Page excerpt:
++++++

Large Sphinx Caterpillar

2013 December 21

I found this large caterpillar on August 31, 2012, crawling across the sidewalk on campus. How large was it? Well, here it is crawling on my thumb:

It’s certainly one of the Sphinx Moths (family Sphingidae), and one of the larger ones at that. It doesn’t have much in the way of distinguishing marks, aside from some stripes on its head,

and a blue-green color on its “horn”.

The lack of marks is actually somewhat diagnostic, as most sphinx caterpillars have some sort of distinctive coloring (stripes and what-not). Although, this one was very close to pupating, and its skin had that kind of baggy appearance they get just before they molt, so the colors may have been off from normal.

I did keep it to try and rear the adult, but unfortunately it needed to overwinter, and didn’t come out in the spring. I’ve had terrible luck rearing sphinx caterpillars, they seem to need fairly specific conditions of humidity in order to get through the winter.

++++++

Translate this sentence from the caterpillar text into Spanish: "I found this large caterpillar on August 31, 2012, crawling across the sidewalk on campus."

Referring-expression pointing data:
++++++

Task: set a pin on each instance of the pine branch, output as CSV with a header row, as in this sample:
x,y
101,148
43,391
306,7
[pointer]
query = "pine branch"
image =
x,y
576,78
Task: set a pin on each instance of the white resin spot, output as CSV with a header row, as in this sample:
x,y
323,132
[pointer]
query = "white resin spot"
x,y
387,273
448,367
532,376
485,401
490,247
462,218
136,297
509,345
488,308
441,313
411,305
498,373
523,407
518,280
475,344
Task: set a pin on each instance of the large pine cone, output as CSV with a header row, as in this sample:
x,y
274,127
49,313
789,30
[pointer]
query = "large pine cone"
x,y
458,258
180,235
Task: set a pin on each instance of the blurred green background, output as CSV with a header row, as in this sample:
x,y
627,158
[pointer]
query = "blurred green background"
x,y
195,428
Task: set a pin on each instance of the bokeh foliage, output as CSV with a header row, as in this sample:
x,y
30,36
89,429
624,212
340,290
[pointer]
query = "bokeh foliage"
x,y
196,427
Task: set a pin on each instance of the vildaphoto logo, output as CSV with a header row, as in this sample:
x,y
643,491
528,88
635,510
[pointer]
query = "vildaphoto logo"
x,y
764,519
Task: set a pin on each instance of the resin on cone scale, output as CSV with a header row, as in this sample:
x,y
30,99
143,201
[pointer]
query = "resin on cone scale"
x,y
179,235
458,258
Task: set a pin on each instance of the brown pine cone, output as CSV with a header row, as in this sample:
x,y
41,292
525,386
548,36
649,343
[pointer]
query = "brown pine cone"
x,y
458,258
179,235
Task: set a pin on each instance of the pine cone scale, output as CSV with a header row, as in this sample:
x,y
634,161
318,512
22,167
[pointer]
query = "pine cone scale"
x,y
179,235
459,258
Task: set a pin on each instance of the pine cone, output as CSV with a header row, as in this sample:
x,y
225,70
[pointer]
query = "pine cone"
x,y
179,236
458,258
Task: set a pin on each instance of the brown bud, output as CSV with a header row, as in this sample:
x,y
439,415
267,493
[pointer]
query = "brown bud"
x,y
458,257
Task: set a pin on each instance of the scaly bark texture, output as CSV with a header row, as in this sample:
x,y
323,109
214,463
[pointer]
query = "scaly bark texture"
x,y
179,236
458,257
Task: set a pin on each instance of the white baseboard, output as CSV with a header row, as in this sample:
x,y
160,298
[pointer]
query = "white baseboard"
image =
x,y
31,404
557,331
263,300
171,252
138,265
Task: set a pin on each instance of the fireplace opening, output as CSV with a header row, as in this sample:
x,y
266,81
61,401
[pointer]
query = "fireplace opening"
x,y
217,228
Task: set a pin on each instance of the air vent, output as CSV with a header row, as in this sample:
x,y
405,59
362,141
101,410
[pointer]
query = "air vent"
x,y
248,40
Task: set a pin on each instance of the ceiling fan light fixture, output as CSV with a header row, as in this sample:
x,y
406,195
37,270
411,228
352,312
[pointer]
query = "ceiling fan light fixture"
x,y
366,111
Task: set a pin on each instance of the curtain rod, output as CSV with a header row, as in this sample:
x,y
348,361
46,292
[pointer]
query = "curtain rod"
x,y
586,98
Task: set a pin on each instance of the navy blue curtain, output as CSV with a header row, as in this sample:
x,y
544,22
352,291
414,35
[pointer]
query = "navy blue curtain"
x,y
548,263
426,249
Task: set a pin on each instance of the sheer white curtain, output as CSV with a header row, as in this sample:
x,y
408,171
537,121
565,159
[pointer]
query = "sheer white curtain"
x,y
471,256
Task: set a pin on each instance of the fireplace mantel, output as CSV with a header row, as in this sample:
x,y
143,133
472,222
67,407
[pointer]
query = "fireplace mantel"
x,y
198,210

++++++

Task answer:
Encontré esta oruga grande el 31 de agosto de 2012, arrastrándose por la acera del campus.